**WORK TO COMPLETE:** Swap the phrase "one point per instance" for "one point for each instance" wherever it occurs in the items below, leaving everything else unchanged.

Items for pointing and labeling:
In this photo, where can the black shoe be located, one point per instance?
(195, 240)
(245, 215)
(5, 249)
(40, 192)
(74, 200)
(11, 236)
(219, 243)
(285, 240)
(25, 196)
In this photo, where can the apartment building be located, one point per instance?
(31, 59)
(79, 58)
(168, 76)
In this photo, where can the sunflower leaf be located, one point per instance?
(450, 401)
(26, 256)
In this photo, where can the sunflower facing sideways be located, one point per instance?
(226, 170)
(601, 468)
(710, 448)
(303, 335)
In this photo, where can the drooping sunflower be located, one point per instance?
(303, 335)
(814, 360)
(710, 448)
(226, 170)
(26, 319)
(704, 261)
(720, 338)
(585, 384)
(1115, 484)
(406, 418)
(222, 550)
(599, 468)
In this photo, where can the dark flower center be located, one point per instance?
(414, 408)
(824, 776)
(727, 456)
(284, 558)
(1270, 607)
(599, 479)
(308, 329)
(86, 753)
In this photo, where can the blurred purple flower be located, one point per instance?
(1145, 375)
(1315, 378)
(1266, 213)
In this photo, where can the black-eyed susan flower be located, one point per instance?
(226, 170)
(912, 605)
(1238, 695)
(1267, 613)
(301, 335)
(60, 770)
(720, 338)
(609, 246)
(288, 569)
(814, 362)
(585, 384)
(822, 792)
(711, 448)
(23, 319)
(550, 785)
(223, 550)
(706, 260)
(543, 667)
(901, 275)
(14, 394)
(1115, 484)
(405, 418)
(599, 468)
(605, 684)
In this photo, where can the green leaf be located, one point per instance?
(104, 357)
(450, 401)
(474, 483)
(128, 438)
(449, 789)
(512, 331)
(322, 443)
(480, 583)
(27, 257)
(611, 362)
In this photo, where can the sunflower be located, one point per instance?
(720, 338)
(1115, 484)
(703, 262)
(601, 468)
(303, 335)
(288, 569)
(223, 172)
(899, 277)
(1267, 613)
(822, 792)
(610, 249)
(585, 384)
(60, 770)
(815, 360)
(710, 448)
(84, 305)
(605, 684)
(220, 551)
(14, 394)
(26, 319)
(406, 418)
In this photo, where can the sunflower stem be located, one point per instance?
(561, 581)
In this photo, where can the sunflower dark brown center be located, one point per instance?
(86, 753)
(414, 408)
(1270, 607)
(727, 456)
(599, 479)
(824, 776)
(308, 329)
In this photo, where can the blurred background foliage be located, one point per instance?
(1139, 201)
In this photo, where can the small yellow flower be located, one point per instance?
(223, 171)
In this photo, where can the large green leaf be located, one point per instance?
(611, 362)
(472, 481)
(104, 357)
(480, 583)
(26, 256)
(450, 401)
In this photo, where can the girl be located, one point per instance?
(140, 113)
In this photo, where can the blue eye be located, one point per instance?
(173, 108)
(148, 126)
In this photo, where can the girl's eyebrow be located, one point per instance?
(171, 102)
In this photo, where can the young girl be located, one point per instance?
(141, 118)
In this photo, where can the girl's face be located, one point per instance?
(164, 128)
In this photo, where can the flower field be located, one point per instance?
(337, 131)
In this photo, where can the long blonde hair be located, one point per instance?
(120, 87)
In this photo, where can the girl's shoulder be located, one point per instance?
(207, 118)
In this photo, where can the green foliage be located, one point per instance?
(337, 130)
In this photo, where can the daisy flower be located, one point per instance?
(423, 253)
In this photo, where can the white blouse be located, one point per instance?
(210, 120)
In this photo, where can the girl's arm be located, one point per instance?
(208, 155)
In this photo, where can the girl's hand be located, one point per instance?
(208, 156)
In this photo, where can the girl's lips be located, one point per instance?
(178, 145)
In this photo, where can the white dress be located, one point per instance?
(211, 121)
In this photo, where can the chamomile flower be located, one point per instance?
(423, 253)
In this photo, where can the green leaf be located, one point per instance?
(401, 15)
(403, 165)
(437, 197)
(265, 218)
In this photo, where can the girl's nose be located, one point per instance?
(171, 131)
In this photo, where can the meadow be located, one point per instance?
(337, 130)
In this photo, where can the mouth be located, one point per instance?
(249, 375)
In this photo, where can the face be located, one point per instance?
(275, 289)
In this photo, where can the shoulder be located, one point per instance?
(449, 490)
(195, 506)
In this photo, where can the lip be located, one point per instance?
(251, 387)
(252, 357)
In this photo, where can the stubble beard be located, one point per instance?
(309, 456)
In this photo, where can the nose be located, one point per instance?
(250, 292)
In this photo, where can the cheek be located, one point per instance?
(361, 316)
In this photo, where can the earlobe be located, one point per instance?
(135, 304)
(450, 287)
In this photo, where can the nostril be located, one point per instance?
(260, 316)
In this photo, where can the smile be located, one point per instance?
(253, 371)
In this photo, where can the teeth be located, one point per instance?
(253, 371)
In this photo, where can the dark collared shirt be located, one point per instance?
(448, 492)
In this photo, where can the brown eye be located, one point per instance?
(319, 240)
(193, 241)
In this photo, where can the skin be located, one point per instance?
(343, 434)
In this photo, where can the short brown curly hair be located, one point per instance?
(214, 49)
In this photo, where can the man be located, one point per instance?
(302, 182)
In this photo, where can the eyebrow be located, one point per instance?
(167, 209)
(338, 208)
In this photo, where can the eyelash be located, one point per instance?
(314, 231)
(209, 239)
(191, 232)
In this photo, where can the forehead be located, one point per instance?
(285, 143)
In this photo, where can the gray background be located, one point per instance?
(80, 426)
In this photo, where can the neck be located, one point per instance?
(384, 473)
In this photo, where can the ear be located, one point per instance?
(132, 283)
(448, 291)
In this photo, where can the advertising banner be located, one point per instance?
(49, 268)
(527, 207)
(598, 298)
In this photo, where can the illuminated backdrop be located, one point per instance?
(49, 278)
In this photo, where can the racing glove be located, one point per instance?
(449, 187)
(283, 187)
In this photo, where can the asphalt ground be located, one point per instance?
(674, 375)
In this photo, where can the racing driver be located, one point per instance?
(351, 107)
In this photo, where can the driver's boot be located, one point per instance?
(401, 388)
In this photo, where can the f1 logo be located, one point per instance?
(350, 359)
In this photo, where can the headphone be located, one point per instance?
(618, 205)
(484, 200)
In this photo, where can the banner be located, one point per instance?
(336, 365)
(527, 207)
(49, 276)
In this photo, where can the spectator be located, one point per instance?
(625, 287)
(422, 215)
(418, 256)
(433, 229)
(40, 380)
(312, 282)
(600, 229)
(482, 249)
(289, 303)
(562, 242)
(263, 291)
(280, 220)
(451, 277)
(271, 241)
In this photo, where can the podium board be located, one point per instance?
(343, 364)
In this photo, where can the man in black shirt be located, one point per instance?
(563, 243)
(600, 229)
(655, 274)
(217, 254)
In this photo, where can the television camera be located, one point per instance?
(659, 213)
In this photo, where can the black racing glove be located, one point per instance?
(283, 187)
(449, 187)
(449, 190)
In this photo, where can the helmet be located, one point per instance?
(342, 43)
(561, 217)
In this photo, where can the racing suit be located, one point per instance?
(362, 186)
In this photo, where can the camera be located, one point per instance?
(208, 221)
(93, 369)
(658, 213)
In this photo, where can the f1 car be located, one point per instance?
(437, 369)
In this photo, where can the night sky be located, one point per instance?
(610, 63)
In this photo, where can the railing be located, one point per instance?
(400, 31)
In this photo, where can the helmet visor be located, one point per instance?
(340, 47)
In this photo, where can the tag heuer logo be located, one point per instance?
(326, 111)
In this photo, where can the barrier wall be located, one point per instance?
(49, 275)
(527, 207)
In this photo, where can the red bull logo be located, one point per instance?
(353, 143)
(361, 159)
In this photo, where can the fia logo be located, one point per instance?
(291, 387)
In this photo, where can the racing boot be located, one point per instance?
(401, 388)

**RESULT FOR THIS EXERCISE:**
In this photo, where can the black shoe be located, one point for each instance?
(195, 240)
(245, 215)
(5, 249)
(40, 192)
(74, 200)
(11, 236)
(219, 243)
(285, 240)
(25, 196)
In this photo, where can the apartment building be located, one point for each instance?
(31, 59)
(79, 58)
(168, 76)
In this photo, where can the sunflower leaf be located, one point for each instance?
(450, 401)
(26, 256)
In this photo, where can the sunflower facing sideways be located, one point for each instance?
(226, 170)
(601, 468)
(710, 448)
(303, 335)
In this photo, where can the drooping sunflower be located, one point for each instance?
(303, 335)
(814, 360)
(710, 448)
(226, 170)
(26, 319)
(704, 261)
(720, 338)
(585, 384)
(1115, 484)
(406, 418)
(222, 550)
(599, 468)
In this photo, where can the dark flower center be located, one point for each instance?
(414, 408)
(824, 776)
(727, 456)
(284, 558)
(1270, 607)
(599, 479)
(308, 329)
(86, 753)
In this photo, where can the blurred purple flower be located, one point for each instance?
(1145, 375)
(1315, 378)
(1266, 213)
In this photo, where can the black-eyed susan flower be located, one point for each instance?
(226, 170)
(912, 605)
(1238, 695)
(1267, 613)
(301, 335)
(60, 770)
(720, 338)
(609, 246)
(288, 569)
(814, 362)
(585, 384)
(822, 792)
(711, 448)
(23, 319)
(550, 785)
(223, 550)
(706, 260)
(543, 667)
(901, 275)
(14, 394)
(1115, 484)
(405, 418)
(599, 468)
(605, 684)
In this photo, where can the green leaf be located, one point for each instance?
(104, 357)
(450, 401)
(474, 483)
(128, 438)
(449, 789)
(512, 331)
(322, 443)
(480, 583)
(27, 257)
(611, 362)
In this photo, where can the sunflower be located, one point for each instance?
(720, 338)
(1115, 484)
(703, 262)
(601, 468)
(303, 335)
(288, 569)
(223, 172)
(899, 277)
(1267, 613)
(822, 792)
(610, 249)
(585, 384)
(60, 770)
(815, 360)
(710, 448)
(84, 305)
(605, 684)
(220, 551)
(14, 394)
(26, 319)
(406, 418)
In this photo, where can the sunflower stem be located, one point for each instance?
(561, 581)
In this photo, where can the sunflower dark brown center be located, one point for each instance?
(86, 753)
(414, 408)
(1270, 607)
(727, 456)
(599, 479)
(824, 776)
(308, 329)
In this photo, where can the blurred background foliage be located, one point for each instance?
(1139, 201)
In this photo, where can the small yellow flower be located, one point for each instance?
(223, 171)
In this photo, where can the large green leaf be located, one point for each instance?
(611, 362)
(472, 481)
(104, 357)
(480, 583)
(26, 256)
(450, 401)
In this photo, where can the girl be located, one point for each instance?
(140, 113)
In this photo, where can the blue eye be located, one point for each instance?
(173, 108)
(148, 126)
In this photo, where can the girl's eyebrow be located, one point for each instance?
(171, 102)
In this photo, where can the young girl be located, one point for each instance?
(141, 118)
In this photo, where can the girl's face be located, one point for each instance?
(164, 128)
In this photo, where can the flower field be located, one point for each instance?
(337, 131)
In this photo, where can the long blonde hair be located, one point for each instance?
(120, 87)
In this photo, where can the girl's shoulder be located, one point for each instance?
(207, 118)
In this photo, where can the green foliage be located, one point for each instance?
(337, 130)
In this photo, where can the daisy flower be located, one point for each instance?
(423, 253)
In this photo, where can the white blouse be located, one point for each instance?
(210, 120)
In this photo, where can the girl's arm be located, one point for each instance?
(208, 155)
In this photo, where can the girl's hand be located, one point for each instance?
(208, 156)
In this photo, where can the girl's lips be located, one point for each instance?
(178, 145)
In this photo, where can the white dress be located, one point for each instance?
(211, 121)
In this photo, where can the chamomile flower be located, one point for each instance?
(423, 253)
In this photo, where can the green leaf be located, one point for each instance?
(401, 15)
(403, 165)
(437, 197)
(265, 218)
In this photo, where can the girl's nose be located, one point for each instance?
(171, 131)
In this photo, where can the meadow be located, one point for each instance?
(337, 130)
In this photo, where can the mouth be located, one point for each instance?
(249, 375)
In this photo, where can the face be located, one point for each instance?
(275, 289)
In this photo, where can the shoulder be located, one point for each instance?
(449, 490)
(195, 506)
In this photo, where can the lip be located, one point for each instance?
(251, 387)
(252, 357)
In this photo, where can the stubble beard be located, one point for each instance?
(309, 456)
In this photo, where can the nose be located, one point for each instance?
(250, 292)
In this photo, where can the cheek be located, one point for each instance?
(361, 316)
In this photo, where can the earlobe be located, one point for each instance?
(135, 304)
(450, 287)
In this photo, where can the nostril be located, one point for each instance?
(260, 316)
In this photo, where can the smile be located, one point for each instance?
(253, 371)
In this photo, where can the teeth be located, one point for each instance?
(253, 371)
In this photo, where can the dark collared shirt be located, one point for each instance?
(448, 492)
In this photo, where can the brown eye be located, one point for each instance?
(319, 240)
(193, 241)
In this photo, where can the skin be located, one point for each instance?
(343, 434)
In this photo, where can the short brown curly hair be located, one point for each instance?
(214, 49)
In this photo, where can the man be located, one point for each instance?
(302, 182)
In this photo, where can the eyebrow be located, one point for each instance?
(167, 209)
(338, 208)
In this photo, where can the eyelash be located, one point for each instance?
(314, 231)
(209, 239)
(191, 232)
In this photo, where can the forehead be located, one point for each instance?
(285, 143)
In this photo, where can the gray background be located, one point for each instance?
(80, 426)
In this photo, where can the neck be located, one point for each instance?
(384, 473)
In this photo, where can the ear be located, one point for each instance?
(132, 283)
(448, 291)
In this photo, where can the advertising banner be located, one point for each instance?
(49, 268)
(527, 207)
(598, 298)
In this photo, where can the illuminated backdrop be located, one point for each instance?
(49, 278)
In this photo, where can the racing glove be located, one point for each instance?
(449, 187)
(283, 187)
In this photo, where can the asphalt ground be located, one point for each instance?
(674, 375)
In this photo, where can the racing driver be located, one point for each instance?
(351, 107)
In this photo, where can the driver's boot be located, one point for each instance?
(401, 388)
In this photo, where can the f1 logo be located, one point for each instance?
(350, 359)
In this photo, where can the headphone be located, one point for each instance?
(618, 205)
(484, 200)
In this photo, where can the banner be located, one point for each instance?
(336, 365)
(527, 207)
(49, 276)
In this photo, where can the spectator be located, one point for each instance?
(625, 287)
(422, 215)
(418, 256)
(433, 229)
(40, 380)
(312, 282)
(600, 229)
(482, 249)
(289, 303)
(562, 242)
(263, 291)
(280, 220)
(451, 277)
(271, 241)
In this photo, where can the podium board be located, one point for each instance?
(343, 364)
In this photo, where can the man in black shirt be located, one point for each instance?
(563, 243)
(600, 229)
(655, 274)
(217, 254)
In this photo, where can the television camera be located, one point for each instance?
(659, 213)
In this photo, where can the black racing glove be located, one point for each instance?
(283, 187)
(449, 187)
(449, 190)
In this photo, where can the helmet be located, one point for each instance?
(342, 43)
(561, 217)
In this photo, where can the racing suit be located, one point for each instance?
(362, 186)
In this photo, where can the camera be located, one point for each instance?
(208, 221)
(93, 369)
(658, 213)
In this photo, where can the f1 car be located, one point for each instance?
(437, 369)
In this photo, where can the night sky be located, one point for each instance?
(610, 63)
In this photo, where can the railing be located, one point for each instance?
(400, 31)
In this photo, where can the helmet visor be located, one point for each instance?
(340, 47)
In this photo, where can the tag heuer logo be located, one point for each instance?
(326, 111)
In this photo, where can the barrier wall be located, one point for each instance?
(49, 275)
(527, 207)
In this photo, where can the red bull logo be located, one point for each instance?
(353, 143)
(361, 159)
In this photo, where can the fia logo be located, one point for each instance?
(291, 387)
In this photo, where can the racing boot be located, one point for each instance?
(401, 388)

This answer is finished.